> [Problems and tasks]:
(1) Can you sum up the exam question in two sentences?
(2) Rewrite the stretch of the exam question from "A new Marketing" through "1.5% of sales.", putting "Sales Director" in place of "Marketing Director".

-- Source start --

- 15 Marks
Question
a) Factoring and Invoice Discounting are both financial services that can release the funds tied up in your unpaid invoices, involving a provider who agrees to advance money against outstanding debtor balances. However, factoring is not the same as invoice discounting.
Required:
Differentiate between factoring and invoice discounting.
(5 marks)
b) ATA Ghana Ltd is a company in Ghana engaged in the trading of commodities. The annual sales are GH¢24 million. The average age of debtors is one month, and the percentage of bad debts is 1%.
A new Marketing Director has been hired by the company to improve its sales. The new Marketing Director proposed that sales could be increased up to GH¢30 million if new customers were taken on. Taking on new customers will lengthen the average credit period to 2 months and increase bad debts to 1.5% of sales.

-- Source end --
-- Supplied data start --

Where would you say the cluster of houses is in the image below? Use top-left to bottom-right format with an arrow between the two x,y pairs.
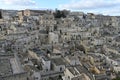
0,9 -> 120,80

-- Supplied data end --

> [Responses for each task]:
(1) The exam question first asks candidates to differentiate between factoring and invoice discounting, two financial services that release funds tied up in unpaid invoices, for 5 marks. It then describes ATA Ghana Ltd, a commodity trader with annual sales of GH¢24 million, whose new Marketing Director proposes taking on new customers to raise sales to GH¢30 million, which would lengthen the average credit period to 2 months and increase bad debts to 1.5% of sales.

(2)
A new Sales Director has been hired by the company to improve its sales. The new Sales Director proposed that sales could be increased up to GH¢30 million if new customers were taken on. Taking on new customers will lengthen the average credit period to 2 months and increase bad debts to 1.5% of sales.